§ **REQUIRED TASK 1**:
Rewrite the image captioning passage between "### (Optional) Task" and "corresponding appropriate normalization.", inclusive, changing "normalization" to "scaling".

Start PROVIDED PASSAGE

For all the answers, the source of information is : https://arxiv.org/pdf/1411.4555.pdf

**Question:** Describe your CNN-RNN architecture in detail.  With this architecture in mind, how did you select the values of the variables in Task 1?  If you consulted a research paper detailing a successful implementation of an image captioning model, please provide the reference.

**Answer:** The model is comprised of a CNN that computes a low level representation of the images that are passed through it and in turn, this representation is fed into an LSTM cell that is in charge of producing the corresponding natural language description. 


### (Optional) Task #2

Note that we have provided a recommended image transform `transform_train` for pre-processing the training images, but you are welcome (and encouraged!) to modify it as you wish.  When modifying this transform, keep in mind that:
- the images in the dataset have varying heights and widths, and 
- if using a pre-trained model, you must perform the corresponding appropriate normalization.

End PROVIDED PASSAGE
Start RECORD EXCERPTS

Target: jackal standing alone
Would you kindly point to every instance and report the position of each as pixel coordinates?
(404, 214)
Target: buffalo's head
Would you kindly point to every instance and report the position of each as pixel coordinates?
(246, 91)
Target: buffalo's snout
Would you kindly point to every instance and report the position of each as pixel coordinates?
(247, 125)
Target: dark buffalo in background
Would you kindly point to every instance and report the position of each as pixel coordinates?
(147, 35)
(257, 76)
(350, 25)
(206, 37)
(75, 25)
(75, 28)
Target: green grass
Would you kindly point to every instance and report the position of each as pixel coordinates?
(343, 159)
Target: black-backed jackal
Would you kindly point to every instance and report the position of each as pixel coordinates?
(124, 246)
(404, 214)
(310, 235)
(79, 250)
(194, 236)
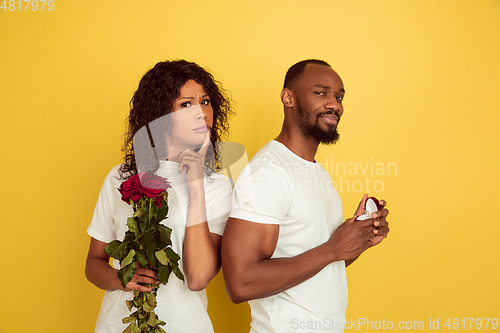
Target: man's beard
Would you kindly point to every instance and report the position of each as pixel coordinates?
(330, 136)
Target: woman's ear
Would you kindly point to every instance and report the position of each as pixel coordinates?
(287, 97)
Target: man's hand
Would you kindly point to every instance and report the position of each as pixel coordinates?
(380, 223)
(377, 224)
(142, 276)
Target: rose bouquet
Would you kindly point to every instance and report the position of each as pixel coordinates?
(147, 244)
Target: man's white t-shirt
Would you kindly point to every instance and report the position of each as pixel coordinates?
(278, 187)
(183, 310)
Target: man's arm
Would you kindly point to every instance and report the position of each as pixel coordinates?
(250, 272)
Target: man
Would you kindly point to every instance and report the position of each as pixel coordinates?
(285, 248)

End RECORD EXCERPTS
Start RECORD EXCERPTS

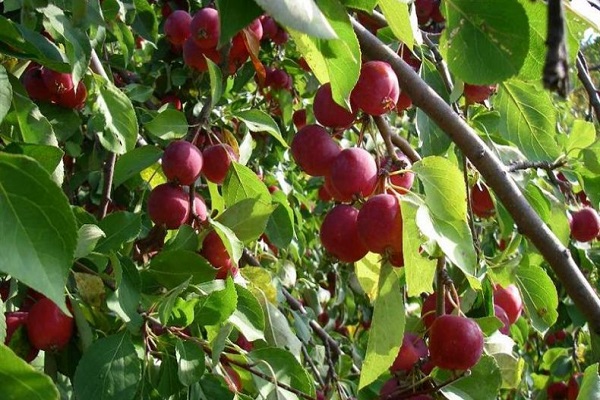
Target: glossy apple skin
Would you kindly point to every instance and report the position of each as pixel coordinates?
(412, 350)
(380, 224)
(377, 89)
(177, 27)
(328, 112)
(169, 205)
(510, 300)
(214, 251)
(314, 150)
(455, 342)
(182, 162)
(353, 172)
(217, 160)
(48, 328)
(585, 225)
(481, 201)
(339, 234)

End RECORD EXCERPTS

§ **REQUIRED TASK 2**:
Locate every row that contains the string "buffalo", matching case exactly, and copy each of those rows.

§ **COMPLETE OUTPUT 1**:
### (Optional) Task #2

Note that we have provided a recommended image transform `transform_train` for pre-processing the training images, but you are welcome (and encouraged!) to modify it as you wish.  When modifying this transform, keep in mind that:
- the images in the dataset have varying heights and widths, and 
- if using a pre-trained model, you must perform the corresponding appropriate scaling.

§ **COMPLETE OUTPUT 2**:
Target: buffalo's head
Target: buffalo's snout
Target: dark buffalo in background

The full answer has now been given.